DATASET EXCERPTS:
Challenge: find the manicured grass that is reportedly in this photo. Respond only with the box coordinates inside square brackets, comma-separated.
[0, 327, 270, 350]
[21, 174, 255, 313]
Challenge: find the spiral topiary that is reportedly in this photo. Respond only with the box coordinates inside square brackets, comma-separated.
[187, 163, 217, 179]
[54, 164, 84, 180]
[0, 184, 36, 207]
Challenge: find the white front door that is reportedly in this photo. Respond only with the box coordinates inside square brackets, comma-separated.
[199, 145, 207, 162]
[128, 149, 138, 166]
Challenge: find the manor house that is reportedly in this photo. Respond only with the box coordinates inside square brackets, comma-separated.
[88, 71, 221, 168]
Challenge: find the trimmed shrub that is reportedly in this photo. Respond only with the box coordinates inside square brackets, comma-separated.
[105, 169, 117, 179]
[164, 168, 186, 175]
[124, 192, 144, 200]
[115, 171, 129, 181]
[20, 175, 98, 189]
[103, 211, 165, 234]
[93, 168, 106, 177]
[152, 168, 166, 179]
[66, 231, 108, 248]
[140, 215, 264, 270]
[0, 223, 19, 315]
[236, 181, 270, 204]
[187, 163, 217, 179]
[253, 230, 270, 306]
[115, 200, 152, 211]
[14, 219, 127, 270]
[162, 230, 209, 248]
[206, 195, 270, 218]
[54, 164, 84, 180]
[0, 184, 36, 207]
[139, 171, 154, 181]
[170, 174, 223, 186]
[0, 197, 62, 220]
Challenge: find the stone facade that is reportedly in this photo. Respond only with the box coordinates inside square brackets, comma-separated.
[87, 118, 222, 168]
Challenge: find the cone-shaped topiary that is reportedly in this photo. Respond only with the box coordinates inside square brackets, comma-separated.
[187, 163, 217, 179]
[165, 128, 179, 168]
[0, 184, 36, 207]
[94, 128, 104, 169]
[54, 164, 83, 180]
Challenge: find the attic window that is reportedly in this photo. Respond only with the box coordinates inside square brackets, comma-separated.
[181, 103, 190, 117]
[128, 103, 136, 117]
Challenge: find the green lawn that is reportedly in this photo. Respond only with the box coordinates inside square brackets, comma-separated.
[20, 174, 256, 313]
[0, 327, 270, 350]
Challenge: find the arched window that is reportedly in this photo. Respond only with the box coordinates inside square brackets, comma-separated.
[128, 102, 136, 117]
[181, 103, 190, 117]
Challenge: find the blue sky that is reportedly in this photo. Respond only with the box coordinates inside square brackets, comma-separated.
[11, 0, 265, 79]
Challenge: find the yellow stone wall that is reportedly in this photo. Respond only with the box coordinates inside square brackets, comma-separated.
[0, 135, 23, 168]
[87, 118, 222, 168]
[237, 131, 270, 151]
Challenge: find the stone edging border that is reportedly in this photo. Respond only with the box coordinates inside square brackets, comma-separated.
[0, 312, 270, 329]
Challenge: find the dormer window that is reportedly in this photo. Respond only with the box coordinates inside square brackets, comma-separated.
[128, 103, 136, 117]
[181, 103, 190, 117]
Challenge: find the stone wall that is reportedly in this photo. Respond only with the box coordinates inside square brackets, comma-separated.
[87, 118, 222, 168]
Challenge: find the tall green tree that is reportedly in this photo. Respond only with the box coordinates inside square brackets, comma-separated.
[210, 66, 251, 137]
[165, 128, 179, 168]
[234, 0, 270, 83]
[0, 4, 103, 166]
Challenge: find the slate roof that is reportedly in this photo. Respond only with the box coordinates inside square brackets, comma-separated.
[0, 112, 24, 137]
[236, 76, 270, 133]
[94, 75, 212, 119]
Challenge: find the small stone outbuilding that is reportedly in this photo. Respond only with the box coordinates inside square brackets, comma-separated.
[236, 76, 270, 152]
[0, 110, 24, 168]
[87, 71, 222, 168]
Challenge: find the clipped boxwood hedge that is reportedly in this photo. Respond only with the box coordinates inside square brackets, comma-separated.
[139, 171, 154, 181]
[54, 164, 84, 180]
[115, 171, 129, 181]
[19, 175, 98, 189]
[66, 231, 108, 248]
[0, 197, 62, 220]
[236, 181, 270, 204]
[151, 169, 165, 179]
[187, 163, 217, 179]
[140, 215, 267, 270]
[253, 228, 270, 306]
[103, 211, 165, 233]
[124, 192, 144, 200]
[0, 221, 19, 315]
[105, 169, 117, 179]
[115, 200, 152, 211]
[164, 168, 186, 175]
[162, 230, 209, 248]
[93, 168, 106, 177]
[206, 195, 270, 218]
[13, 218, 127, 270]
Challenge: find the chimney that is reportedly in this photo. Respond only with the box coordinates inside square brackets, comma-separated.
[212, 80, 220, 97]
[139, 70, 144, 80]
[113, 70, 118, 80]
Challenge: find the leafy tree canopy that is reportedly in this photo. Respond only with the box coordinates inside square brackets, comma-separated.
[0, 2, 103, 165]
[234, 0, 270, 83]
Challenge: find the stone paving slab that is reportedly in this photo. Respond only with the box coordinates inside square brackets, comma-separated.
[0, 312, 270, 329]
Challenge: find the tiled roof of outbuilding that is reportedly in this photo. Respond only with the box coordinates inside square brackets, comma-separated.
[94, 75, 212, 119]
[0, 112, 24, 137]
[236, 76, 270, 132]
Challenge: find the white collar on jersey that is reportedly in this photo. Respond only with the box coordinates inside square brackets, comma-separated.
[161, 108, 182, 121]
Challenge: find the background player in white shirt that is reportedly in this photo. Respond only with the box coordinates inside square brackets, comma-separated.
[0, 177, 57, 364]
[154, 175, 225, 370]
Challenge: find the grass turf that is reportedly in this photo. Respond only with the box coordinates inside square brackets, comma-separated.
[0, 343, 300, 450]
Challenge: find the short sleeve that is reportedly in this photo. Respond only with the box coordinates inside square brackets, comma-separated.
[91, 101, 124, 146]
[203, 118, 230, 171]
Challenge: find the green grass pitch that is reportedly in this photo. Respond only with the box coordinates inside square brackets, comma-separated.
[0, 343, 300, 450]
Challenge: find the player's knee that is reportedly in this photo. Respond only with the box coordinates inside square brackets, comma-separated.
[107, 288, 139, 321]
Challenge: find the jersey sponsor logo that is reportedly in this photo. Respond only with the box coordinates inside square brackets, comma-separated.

WORK REQUIRED:
Copy out the rows above word for word, starting with the row that contains "Challenge: find the short" and continuing through the last row, with both ends included.

ANSWER FOR THE TASK:
Challenge: find the short sleeve that is reportedly in this photo. Respond only with the box coordinates inside square brackets, comma-separated.
[91, 101, 124, 146]
[203, 118, 230, 171]
Challenge: find the green grass pitch that is reportedly in this photo. Respond only with the box coordinates inside square brackets, comma-separated.
[0, 343, 300, 450]
Challenge: find the player's knee that is reportedly in this photo. Respond only with the box coordinates inside square brackets, comma-separated.
[107, 288, 139, 321]
Challenge: find the jersey sponsor logo that is reportedly in this photo. Respond only with the box coordinates inside square brackets, comma-separated.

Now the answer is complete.